» AIM
Reproduce all of the records below verbatim, line for line.

» RECORDS

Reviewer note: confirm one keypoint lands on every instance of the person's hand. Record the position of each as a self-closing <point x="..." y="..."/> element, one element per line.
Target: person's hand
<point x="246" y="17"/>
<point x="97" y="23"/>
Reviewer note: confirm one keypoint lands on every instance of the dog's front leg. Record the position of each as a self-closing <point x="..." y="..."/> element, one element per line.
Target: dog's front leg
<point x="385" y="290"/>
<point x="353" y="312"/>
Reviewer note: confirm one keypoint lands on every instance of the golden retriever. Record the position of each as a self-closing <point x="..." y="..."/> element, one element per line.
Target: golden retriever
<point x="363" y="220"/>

» SOLUTION
Reviewer note: confirm one keypoint lands on every instance of the person's hand. Record the position of each as a self-closing <point x="..." y="..."/> element, one element per line.
Target: person's hand
<point x="246" y="17"/>
<point x="97" y="23"/>
Reviewer note: confirm one keypoint lands on every instance of the dog's front leg. Record the position of each as a self-closing <point x="..." y="..."/> element, one element per line.
Target: dog's front leg
<point x="385" y="290"/>
<point x="353" y="312"/>
Reviewer note: confirm one keypoint lands on every instance of the golden retriever. Record the position of each as a self-closing <point x="..." y="..."/> element, one element per line.
Target: golden retriever
<point x="363" y="220"/>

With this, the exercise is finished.